*STATED GOAL:* Render the stretch of the records from the line containing "[point] tree line" through the final line as a numbered list, omitting any blank lines.

*PROVIDED INFORMATION:*

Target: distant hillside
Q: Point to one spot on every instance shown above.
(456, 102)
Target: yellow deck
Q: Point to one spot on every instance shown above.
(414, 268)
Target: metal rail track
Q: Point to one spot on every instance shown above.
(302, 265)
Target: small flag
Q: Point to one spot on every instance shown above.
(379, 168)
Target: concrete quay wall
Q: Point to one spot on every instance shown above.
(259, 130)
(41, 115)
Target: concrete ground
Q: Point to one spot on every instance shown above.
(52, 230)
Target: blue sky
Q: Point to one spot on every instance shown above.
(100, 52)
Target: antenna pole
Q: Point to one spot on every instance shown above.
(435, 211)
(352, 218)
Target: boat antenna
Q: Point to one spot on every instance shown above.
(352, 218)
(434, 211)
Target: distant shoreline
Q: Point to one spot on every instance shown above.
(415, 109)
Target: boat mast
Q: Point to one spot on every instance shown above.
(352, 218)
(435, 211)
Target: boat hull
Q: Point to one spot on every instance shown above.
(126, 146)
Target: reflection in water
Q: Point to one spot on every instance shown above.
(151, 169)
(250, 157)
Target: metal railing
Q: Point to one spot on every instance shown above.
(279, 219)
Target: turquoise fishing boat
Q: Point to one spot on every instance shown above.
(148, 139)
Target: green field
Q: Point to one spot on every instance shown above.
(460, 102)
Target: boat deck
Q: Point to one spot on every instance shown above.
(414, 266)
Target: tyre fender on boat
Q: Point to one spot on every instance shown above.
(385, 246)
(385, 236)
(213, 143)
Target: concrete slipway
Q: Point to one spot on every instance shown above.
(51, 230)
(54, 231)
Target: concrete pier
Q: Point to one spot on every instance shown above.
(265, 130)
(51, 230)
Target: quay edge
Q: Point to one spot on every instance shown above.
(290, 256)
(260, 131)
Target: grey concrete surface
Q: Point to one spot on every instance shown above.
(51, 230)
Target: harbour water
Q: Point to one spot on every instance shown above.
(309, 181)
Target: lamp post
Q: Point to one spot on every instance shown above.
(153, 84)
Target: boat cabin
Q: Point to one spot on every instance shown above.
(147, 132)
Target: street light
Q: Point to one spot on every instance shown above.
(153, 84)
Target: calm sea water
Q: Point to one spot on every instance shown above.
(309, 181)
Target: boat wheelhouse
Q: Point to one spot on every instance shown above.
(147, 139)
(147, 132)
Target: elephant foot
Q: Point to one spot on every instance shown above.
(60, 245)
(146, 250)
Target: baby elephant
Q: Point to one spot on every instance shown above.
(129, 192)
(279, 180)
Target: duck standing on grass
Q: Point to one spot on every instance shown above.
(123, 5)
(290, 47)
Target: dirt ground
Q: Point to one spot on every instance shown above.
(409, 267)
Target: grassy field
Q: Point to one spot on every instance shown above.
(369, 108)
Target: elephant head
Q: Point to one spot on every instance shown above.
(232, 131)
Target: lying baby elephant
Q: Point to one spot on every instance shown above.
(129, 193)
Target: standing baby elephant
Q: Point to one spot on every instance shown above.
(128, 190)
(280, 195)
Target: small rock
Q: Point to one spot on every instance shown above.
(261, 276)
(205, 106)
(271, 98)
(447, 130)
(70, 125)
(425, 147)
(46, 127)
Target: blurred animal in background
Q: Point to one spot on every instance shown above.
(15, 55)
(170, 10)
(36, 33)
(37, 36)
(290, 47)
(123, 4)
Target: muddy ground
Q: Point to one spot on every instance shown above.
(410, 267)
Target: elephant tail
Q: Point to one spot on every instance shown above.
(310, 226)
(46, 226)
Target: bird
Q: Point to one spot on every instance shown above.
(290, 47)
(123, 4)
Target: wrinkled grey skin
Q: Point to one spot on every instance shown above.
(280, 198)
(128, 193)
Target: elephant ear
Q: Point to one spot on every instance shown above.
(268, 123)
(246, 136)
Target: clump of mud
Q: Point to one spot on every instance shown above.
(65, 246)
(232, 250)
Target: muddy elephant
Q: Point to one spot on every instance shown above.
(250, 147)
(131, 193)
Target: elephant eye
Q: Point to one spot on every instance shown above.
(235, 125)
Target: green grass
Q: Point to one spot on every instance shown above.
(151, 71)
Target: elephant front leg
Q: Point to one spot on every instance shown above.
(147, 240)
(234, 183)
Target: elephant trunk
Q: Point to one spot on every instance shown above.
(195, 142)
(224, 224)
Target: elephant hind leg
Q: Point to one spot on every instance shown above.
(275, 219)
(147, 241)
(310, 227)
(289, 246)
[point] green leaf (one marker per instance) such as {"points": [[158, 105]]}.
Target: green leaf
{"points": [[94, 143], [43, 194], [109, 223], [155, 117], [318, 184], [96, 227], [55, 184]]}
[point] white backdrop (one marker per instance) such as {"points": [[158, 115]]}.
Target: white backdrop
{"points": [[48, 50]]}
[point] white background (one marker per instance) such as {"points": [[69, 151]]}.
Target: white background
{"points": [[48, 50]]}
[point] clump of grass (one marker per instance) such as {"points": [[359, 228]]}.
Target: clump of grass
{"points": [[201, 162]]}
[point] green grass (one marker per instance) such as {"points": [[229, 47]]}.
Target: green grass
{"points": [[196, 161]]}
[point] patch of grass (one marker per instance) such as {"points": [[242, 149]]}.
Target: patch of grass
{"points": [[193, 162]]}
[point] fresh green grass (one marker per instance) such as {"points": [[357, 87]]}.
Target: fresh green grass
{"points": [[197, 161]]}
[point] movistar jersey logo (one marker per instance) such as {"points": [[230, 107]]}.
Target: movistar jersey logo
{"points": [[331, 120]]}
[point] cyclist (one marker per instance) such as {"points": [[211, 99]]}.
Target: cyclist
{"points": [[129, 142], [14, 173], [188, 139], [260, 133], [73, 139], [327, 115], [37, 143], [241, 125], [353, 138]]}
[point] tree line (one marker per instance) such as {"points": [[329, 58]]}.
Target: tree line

*PROBLEM SOLUTION:*
1. [point] tree line (one marker per instance) such as {"points": [[329, 58]]}.
2. Target: tree line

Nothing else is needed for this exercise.